Passage to read:
-*-*-

Nanoplastics interfere with plant-mycorrhizal communication and limit plant growth

Abstract

More than 80% of land plants form symbiotic relationships with arbuscular mycorrhizal (AM) fungi for nutrient uptake. As emerging soil pollutants, nanoplastics (NPs) accumulate in both crop and AM fungal tissue, posing non-negligible toxicity and health risks. However, whether and how NPs can impact plant-AM fungal partnership throughout the symbiotic process remains poorly understood. Here, using axenic root-fungal culture, fluorescence NP tracking, and real-time symbiotic signal monitoring, we show that during pre-colonization phase, NPs reduced spore germination rates (−48%) due to the NP accumulation on spore surface, hindering symbiotic signal perception. During the colonization phase, NPs entered fungal cells, disrupted organelles, and accelerated hyphal senescence, consequently reducing hyphal branching length (−22%) and secondary spore production (−32%). In real-world soil, inoculation of secondary spores (reproduced under NPs) formed fewer arbuscule structures (−46%) within maize roots with reduced carbon allocation to AM fungus, leading to lower hyphal length density (HLD) (−24%). During the post-colonization phase, lower HLD impaired the well-known function of phosphorus (P) mineralization by hyphae-enriched bacteria, reduced soil available P (−5.7%) and maize shoot P (−20%), eventually resulting in compromised plant performance. Our findings reveal an integrated yet largely underexplored mechanism of how NPs hinder plant performance by disrupting the dynamic relationship between plants and their symbiotic partners. In a broader context, understanding the alteration of plant-microbial interaction (rather than separately) under emerging stress can provide ecologically relevant implications for sustaining agricultural and terrestrial ecosystems.

-*-*-

Exercise data:

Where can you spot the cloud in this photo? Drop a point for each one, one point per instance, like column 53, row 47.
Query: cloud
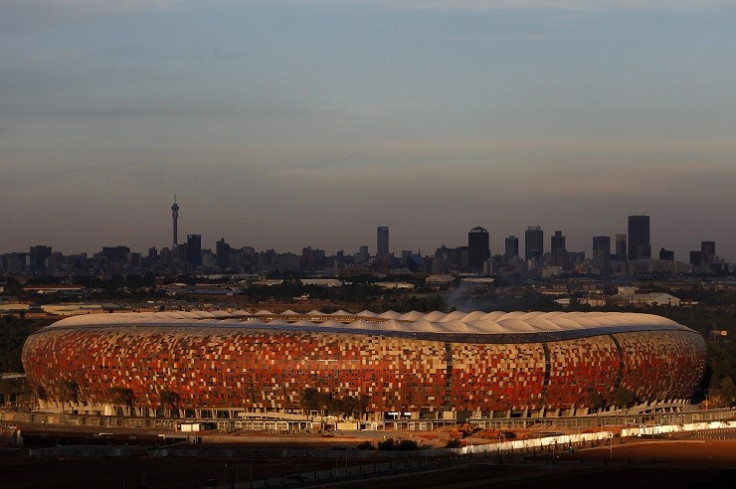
column 541, row 5
column 22, row 15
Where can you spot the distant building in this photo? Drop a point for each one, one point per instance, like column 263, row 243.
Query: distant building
column 559, row 251
column 639, row 245
column 667, row 255
column 533, row 243
column 511, row 248
column 621, row 247
column 194, row 249
column 478, row 248
column 39, row 257
column 382, row 245
column 601, row 253
column 708, row 253
column 222, row 251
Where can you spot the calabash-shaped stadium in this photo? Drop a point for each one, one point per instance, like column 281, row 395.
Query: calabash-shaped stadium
column 526, row 363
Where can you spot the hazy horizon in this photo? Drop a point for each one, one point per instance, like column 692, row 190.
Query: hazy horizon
column 286, row 124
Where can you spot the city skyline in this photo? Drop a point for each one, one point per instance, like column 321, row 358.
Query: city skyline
column 549, row 241
column 290, row 124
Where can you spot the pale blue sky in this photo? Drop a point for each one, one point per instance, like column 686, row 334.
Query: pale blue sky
column 291, row 123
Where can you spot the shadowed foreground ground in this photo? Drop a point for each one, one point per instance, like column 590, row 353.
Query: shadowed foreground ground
column 689, row 463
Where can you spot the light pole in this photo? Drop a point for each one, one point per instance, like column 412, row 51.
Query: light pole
column 611, row 447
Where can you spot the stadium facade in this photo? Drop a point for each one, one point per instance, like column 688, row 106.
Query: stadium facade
column 429, row 365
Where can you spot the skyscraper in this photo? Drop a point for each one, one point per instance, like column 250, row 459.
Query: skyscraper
column 708, row 253
column 533, row 243
column 621, row 247
column 194, row 249
column 601, row 253
column 478, row 248
column 511, row 248
column 639, row 245
column 175, row 217
column 222, row 250
column 382, row 243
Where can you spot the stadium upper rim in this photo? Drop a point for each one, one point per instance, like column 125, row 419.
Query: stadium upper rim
column 433, row 325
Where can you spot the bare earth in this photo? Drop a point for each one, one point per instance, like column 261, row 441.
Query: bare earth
column 637, row 463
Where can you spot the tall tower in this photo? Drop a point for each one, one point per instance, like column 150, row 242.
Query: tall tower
column 639, row 245
column 533, row 243
column 382, row 249
column 511, row 248
column 175, row 216
column 478, row 248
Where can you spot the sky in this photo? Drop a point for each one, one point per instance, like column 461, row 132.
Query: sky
column 284, row 124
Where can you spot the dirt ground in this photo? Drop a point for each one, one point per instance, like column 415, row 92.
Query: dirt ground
column 698, row 461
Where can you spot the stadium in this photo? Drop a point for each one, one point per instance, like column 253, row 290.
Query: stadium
column 419, row 365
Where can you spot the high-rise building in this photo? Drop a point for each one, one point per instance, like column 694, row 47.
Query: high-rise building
column 511, row 248
column 639, row 244
column 39, row 256
column 382, row 250
column 601, row 253
column 621, row 247
column 666, row 255
column 478, row 248
column 533, row 243
column 222, row 250
column 558, row 250
column 175, row 218
column 194, row 249
column 708, row 253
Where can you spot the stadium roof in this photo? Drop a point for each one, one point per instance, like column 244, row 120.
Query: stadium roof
column 512, row 326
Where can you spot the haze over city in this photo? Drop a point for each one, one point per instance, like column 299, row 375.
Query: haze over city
column 284, row 124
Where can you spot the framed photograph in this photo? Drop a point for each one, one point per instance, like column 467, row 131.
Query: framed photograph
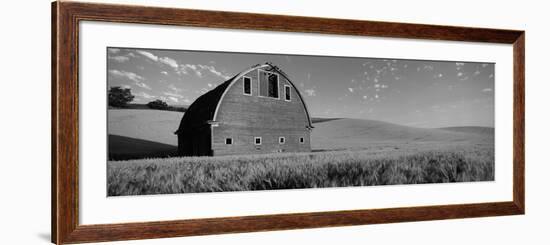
column 175, row 122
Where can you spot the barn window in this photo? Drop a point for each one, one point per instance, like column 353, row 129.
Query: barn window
column 257, row 140
column 269, row 84
column 287, row 93
column 247, row 86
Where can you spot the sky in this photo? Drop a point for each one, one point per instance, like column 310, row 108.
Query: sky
column 417, row 93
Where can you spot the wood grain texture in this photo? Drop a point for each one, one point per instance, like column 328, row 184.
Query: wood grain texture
column 65, row 121
column 243, row 117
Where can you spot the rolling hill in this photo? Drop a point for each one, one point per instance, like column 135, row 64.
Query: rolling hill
column 359, row 133
column 140, row 133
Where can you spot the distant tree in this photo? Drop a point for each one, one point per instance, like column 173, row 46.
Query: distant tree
column 158, row 104
column 120, row 97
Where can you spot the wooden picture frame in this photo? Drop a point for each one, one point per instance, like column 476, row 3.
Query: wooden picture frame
column 65, row 121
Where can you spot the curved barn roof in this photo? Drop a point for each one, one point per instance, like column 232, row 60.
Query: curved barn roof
column 204, row 109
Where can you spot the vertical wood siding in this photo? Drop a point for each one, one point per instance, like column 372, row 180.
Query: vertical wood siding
column 243, row 117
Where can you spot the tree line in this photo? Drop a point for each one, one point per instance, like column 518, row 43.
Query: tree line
column 121, row 97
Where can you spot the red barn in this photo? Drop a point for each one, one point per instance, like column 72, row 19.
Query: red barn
column 259, row 110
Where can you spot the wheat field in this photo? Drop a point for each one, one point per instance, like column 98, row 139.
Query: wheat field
column 441, row 164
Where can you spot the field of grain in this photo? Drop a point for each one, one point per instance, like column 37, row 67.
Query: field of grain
column 346, row 152
column 298, row 170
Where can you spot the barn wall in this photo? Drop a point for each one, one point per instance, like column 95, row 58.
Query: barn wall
column 243, row 117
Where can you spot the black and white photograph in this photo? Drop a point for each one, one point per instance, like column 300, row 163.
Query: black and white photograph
column 184, row 121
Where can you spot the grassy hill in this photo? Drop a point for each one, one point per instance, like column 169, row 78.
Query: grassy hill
column 141, row 133
column 472, row 130
column 360, row 134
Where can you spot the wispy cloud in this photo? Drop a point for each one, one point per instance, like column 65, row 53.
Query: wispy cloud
column 148, row 55
column 174, row 88
column 113, row 50
column 310, row 92
column 137, row 79
column 119, row 59
column 169, row 61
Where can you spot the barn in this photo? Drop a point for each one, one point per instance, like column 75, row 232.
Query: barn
column 257, row 111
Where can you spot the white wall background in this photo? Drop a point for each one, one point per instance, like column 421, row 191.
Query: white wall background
column 25, row 121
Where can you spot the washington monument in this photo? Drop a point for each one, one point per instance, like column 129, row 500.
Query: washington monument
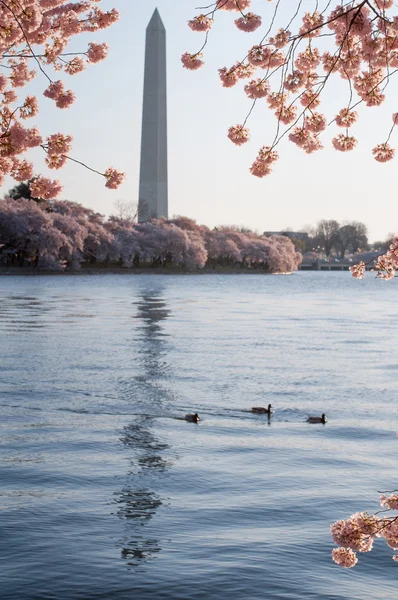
column 153, row 200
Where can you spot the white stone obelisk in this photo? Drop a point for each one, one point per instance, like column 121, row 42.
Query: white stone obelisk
column 153, row 196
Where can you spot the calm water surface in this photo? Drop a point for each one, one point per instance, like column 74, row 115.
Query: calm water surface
column 105, row 495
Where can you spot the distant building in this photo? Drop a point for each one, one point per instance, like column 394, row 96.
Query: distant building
column 297, row 235
column 153, row 197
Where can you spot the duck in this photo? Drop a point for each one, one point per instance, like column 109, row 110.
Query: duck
column 192, row 418
column 261, row 410
column 321, row 419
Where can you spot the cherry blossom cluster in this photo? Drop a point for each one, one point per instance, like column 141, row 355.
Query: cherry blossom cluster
column 386, row 264
column 290, row 67
column 59, row 234
column 357, row 534
column 36, row 33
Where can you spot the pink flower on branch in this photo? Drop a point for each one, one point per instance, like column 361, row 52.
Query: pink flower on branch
column 351, row 40
column 97, row 52
column 346, row 118
column 344, row 557
column 238, row 134
column 192, row 61
column 238, row 5
column 113, row 178
column 200, row 23
column 344, row 143
column 257, row 88
column 249, row 22
column 383, row 153
column 41, row 187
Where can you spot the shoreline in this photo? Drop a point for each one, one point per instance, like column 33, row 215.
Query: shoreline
column 28, row 272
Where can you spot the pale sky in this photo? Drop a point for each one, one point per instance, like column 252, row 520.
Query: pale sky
column 209, row 177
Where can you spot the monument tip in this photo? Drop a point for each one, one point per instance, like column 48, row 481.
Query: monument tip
column 156, row 22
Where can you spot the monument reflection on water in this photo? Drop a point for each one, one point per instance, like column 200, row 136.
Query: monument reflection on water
column 148, row 455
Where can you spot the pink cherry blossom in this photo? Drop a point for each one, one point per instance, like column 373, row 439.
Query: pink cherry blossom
column 97, row 52
column 200, row 23
column 238, row 5
column 346, row 118
column 238, row 134
column 345, row 557
column 383, row 152
column 42, row 187
column 257, row 88
column 299, row 64
column 192, row 61
column 344, row 143
column 249, row 22
column 113, row 178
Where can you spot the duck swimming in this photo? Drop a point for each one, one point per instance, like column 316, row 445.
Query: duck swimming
column 192, row 418
column 261, row 410
column 321, row 419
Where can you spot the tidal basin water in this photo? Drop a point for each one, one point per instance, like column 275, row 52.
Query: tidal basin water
column 105, row 495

-*-*-

Prompt: In the nanoplastics abstract, by what percentage did nanoplastics reduce spore germination rates during the pre-colonization phase? You won't need the records for this.

Your solution: By 48%.